= EXERCISE DIRECTIONS =
Take the data below. Output it exactly from its first line through the line containing "Outline every instance of the finger".

***** PROVIDED INFORMATION

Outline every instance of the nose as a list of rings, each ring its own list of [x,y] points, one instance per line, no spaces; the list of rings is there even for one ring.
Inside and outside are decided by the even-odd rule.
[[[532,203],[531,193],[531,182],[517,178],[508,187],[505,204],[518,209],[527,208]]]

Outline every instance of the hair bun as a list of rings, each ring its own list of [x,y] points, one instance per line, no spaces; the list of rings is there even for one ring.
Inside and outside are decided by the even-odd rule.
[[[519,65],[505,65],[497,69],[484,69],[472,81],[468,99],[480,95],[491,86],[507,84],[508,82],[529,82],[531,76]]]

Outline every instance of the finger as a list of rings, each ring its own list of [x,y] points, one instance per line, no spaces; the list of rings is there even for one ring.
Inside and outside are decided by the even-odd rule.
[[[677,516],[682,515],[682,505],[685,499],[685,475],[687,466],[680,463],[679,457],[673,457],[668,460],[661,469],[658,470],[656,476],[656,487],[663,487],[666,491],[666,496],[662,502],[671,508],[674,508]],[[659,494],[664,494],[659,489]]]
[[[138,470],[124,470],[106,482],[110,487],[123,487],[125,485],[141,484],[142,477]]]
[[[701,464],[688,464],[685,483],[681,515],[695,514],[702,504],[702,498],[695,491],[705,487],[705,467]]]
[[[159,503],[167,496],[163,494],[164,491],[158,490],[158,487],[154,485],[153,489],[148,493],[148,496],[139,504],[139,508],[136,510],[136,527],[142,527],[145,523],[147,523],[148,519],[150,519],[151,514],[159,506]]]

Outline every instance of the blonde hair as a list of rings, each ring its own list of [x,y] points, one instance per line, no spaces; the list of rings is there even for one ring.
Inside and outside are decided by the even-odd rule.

**********

= YOUR RESPONSE =
Outline every instance of the nose as a list of rings, each ring its own list of [x,y] points, one instance per line, no spaces; the list of rings is there even for one ring.
Inside and outside are decided by the even-odd rule.
[[[532,203],[531,193],[531,182],[517,178],[508,187],[505,204],[518,209],[527,208]]]

Outline every instance of the hair bun as a list of rings, each ring its own list of [x,y] points, one instance per line, no spaces; the list of rings is there even for one ring.
Inside and outside are decided by the even-odd rule.
[[[519,65],[505,65],[497,69],[484,69],[472,81],[468,99],[480,95],[491,86],[507,84],[508,82],[529,82],[531,76]]]

Outline every instance of the finger as a list of rings, each ring its own list of [x,y] points, one instance per line, no spaces; the list of rings is there even for one ring.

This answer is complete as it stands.